Text section:
····················

Statistics Canada Says Economy Grew 0.3% In May, Estimates 1% Growth for Second  Quarter

The Canadian economy grew by 0.3% in May despite downward pressure from wildfire-hit oil and gas production but it looks to have slowed in June, Statistics Canada said. In its latest report on economic growth, the federal agency’s preliminary estimate suggests real gross domestic product grew at an annualized rate of 1% in the second quarter.

The May figure came in slightly lower than was expected by Statistics Canada as mining and oil and gas companies reduced their operations in Alberta at the outset of the record-breaking wildfire season. The energy sector was down 2.1% in May, the release shows. “This was the sector’s first decline in five months and its largest since August 2020,” the agency said.

The modest GDP increase in May was driven in part by a rebound in the public administration sector as most federal public servants on strike returned to work by the end of April. However, 35,000 Canada Revenue Agency workers remained on strike for three days in May, which dampened the rebound.

The economy remained resilient in the second quarter, but growth started to look weaker by the end of the period, with wholesale sales posting one of their largest declines in history in June, said RBC economist Claire Fan in a note. “The resilience in consumer demand we’ve seen to date is not to be overlooked, adding to sticky inflation pressures. But momentum in services spending also appears to be waning – gross sales at food services and drinking places have been trending at levels below this January for months,” she wrote.

That modest growth is unlikely to hold, as the federal agency’s preliminary estimate for June suggests the economy contracted by 0.2%. Statistics Canada says the estimated decrease in June is mainly owing to the wholesale trade and manufacturing sectors. Both sectors saw growth in May as supply chain issues related to semiconductor chips eased, but the downward trend in June is expected to “more than offset the increases recorded in May,” the agency said.

The slowdown comes as the Bank of Canada’s key interest rate sits at 5%, the highest it’s been since 2001. The interest-rate spike is expected to slow the economy down, though it has generally performed better than expected this year.

The real estate sector, for example, is expected to continue to grow in June despite high interest rates. In May, home resales in most of Canada’s largest markets led to an industry increase of 7.6%.

A series of transitory shocks since April, such as the wildfires, has made the data more difficult to interpret, wrote TD economist Marc Ercolao in a note. “Looking ahead, headline GDP figures may continue to be skewed by the government’s grocery rebate and the effects of the B.C. port strike in July,” he said.

But the the pullback in June will likely help support a hold on the Bank of Canada’s key policy rate in September after announcing a hike in July, said Mr. Ercolao. “Slowing growth appears to be in the cards for the Canadian economy, and we believe this will be enough for the [central bank] to remain on hold at its next meeting,” he said.

····················

Stored entries:
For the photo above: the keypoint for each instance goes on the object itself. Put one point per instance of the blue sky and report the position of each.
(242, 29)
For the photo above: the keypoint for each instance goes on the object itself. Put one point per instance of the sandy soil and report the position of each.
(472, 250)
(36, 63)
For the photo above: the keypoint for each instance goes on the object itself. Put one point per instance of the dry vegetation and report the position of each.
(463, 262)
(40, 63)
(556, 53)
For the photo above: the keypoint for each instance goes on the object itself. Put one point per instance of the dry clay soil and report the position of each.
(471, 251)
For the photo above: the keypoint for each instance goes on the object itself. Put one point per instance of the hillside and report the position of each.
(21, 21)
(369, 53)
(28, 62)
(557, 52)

····················

What the task asks:
Turn the paragraph of the GDP article that begins "The May figure came in slightly lower" into a short list that keeps its main facts.

Response to this exercise:
- The May figure came in slightly lower than Statistics Canada expected.
- Mining and oil and gas companies cut back operations in Alberta as the record-breaking wildfire season began.
- The energy sector fell 2.1% in May.
- This was the sector's first decline in five months and its largest since August 2020.